* _TASK REQUIREMENTS_
Word for word, restate all of the entries.

Top of INPUT DATA

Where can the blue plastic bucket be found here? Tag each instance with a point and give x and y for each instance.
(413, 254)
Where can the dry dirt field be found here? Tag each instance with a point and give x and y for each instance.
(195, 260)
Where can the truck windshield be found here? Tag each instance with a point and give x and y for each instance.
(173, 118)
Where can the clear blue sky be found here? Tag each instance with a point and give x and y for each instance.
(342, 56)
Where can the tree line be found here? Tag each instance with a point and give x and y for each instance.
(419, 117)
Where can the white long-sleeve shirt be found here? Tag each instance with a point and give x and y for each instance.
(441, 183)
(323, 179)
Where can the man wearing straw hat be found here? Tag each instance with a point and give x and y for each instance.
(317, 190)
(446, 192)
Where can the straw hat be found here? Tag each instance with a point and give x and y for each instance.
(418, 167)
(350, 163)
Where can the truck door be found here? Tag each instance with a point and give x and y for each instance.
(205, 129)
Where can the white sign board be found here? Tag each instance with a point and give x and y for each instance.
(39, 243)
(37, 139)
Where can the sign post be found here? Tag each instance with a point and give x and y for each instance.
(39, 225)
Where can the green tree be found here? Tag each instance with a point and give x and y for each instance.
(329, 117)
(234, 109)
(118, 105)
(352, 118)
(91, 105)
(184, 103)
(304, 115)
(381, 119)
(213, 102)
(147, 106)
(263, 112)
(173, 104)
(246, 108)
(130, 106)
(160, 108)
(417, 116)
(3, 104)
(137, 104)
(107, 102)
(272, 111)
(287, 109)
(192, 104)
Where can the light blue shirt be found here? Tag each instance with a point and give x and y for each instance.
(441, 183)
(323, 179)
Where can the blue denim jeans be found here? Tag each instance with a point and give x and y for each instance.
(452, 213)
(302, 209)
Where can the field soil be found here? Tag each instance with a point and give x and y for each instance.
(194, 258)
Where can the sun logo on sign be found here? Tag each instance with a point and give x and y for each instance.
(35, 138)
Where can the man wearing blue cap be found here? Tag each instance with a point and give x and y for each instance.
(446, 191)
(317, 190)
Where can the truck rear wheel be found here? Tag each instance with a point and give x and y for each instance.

Bottom of INPUT DATA

* _TASK OUTPUT_
Where can the blue plastic bucket be found here? Tag each instance with a point and give x and y for each instance.
(413, 254)
Where can the dry dirt field be found here? Tag each instance with a point and give x and y for each instance.
(195, 260)
Where can the truck windshield be found here? Tag each instance with a point and give x and y for each instance.
(173, 118)
Where can the clear blue sky be found here? Tag each instance with a point and give x and y for each instance.
(342, 56)
Where can the tree line be found here? Tag each instance with a point and give x and y for each instance.
(419, 117)
Where can the white long-sleeve shirt be found here? Tag each instance with a point and give x and y for each instance.
(441, 183)
(323, 179)
Where can the man wearing straw hat be found here? Tag each instance with a point and give x and y for each instance.
(317, 190)
(446, 192)
Where can the straw hat be found here? Tag each instance with a point and give x and y for each instance.
(418, 167)
(350, 163)
Where can the truck door be found here? Tag each instance with a point and give x and y for each instance.
(205, 129)
Where can the white sign board be found here? Tag each instance with a point and give x and y for each instance.
(39, 243)
(37, 139)
Where can the sign post be found here? Tag each instance with a point and give x and y for each instance.
(39, 225)
Where can the green tree be found here? Tag each instance with a point and give x and y for each instance.
(329, 117)
(234, 109)
(118, 105)
(352, 118)
(91, 105)
(184, 103)
(304, 115)
(381, 119)
(213, 102)
(147, 106)
(263, 112)
(173, 104)
(246, 108)
(130, 106)
(160, 108)
(417, 116)
(3, 104)
(137, 104)
(107, 102)
(272, 111)
(287, 109)
(192, 104)
Where can the light blue shirt be found here? Tag each instance with a point and give x and y for each instance.
(441, 183)
(323, 179)
Where can the blue denim jeans be found here? Tag each instance with a point and give x and y for each instance.
(452, 213)
(302, 209)
Where can the field soil be found here? Tag each instance with a point and give x and y for each instance.
(194, 258)
Where can the sun logo on sign be found here? Tag each instance with a point and give x and y for each instance.
(35, 138)
Where can the man wearing blue cap be found here? Tag each instance with a point and give x and y for each instance.
(446, 191)
(317, 190)
Where can the truck rear wheel be found here? Tag each instance with a point and give x and y for each instance.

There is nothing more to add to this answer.